PROVIDED TEXT →
▼▼▼

[Date Prev][Date Next][Thread Prev][Thread Next][Date Index][Thread Index]
Re: [ARSCLIST] long range file storage
The Sound Directions project is also investigating the use of
"checksums" (MD5 hash, SHA-1, for example) at Indiana University and
Harvard University. We will investigate data integrity checking both for
interim (within our archives) and long-term (mass storage)storage. We're
just getting rolling but I expect we will have data on performance,
implications for workflow, etc. next year.
www.dlib.indiana.edu/projects/sounddirections/
----------
Mike Casey
Coordinator of Recording Services
Archives of Traditional Music
Indiana University
(812) 855-8090
-----Original Message-----
From: Association for Recorded Sound Discussion List
[mailto:ARSCLIST@xxxxxxx] On Behalf Of Damien Moody
Sent: Monday, August 15, 2005 7:03 AM
To: ARSCLIST@xxxxxxxxxxxx
Subject: Re: [ARSCLIST] long range file storage
My department is investigating the use of checksums for the National
Audio Visual Conservation Center. Checksums are a good way to validate
files. Our concern here, though, is that our archive will be so large
and process so much data that we may not be able to create/compare
checksums on every file - perhaps only 1 to a few percent. We may just
have to accept a certain amount of file corruption risk. But we'll
surely continue investigating ways to ensure file integrity for
extremely large archives.

▲▲▲

DATA EXTRACT →
▼▼▼

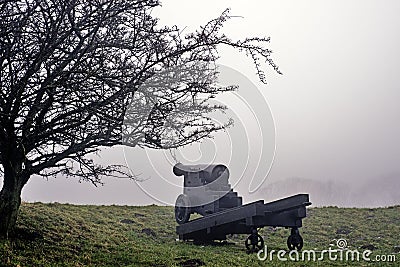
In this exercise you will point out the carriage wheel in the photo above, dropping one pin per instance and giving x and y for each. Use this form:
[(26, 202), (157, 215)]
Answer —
[(182, 209)]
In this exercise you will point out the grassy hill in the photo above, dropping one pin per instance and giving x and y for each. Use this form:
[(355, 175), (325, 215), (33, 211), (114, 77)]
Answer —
[(73, 235)]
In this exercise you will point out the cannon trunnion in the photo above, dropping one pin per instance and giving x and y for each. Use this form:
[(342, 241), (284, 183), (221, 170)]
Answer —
[(207, 192)]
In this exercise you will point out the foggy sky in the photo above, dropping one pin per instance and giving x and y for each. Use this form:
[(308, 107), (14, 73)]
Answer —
[(335, 107)]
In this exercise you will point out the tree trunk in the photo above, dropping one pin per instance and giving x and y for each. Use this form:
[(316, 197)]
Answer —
[(10, 200), (10, 196)]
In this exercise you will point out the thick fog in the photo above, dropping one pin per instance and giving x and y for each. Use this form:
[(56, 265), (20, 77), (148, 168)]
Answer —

▲▲▲

TASK BRIEF → Write out the passage of the file-storage thread between "[Date Prev][Date Next][Thread" and "etc. next year.", inclusive, word for word.

EXERCISE OUTPUT →
[Date Prev][Date Next][Thread Prev][Thread Next][Date Index][Thread Index]
Re: [ARSCLIST] long range file storage
The Sound Directions project is also investigating the use of
"checksums" (MD5 hash, SHA-1, for example) at Indiana University and
Harvard University. We will investigate data integrity checking both for
interim (within our archives) and long-term (mass storage)storage. We're
just getting rolling but I expect we will have data on performance,
implications for workflow, etc. next year.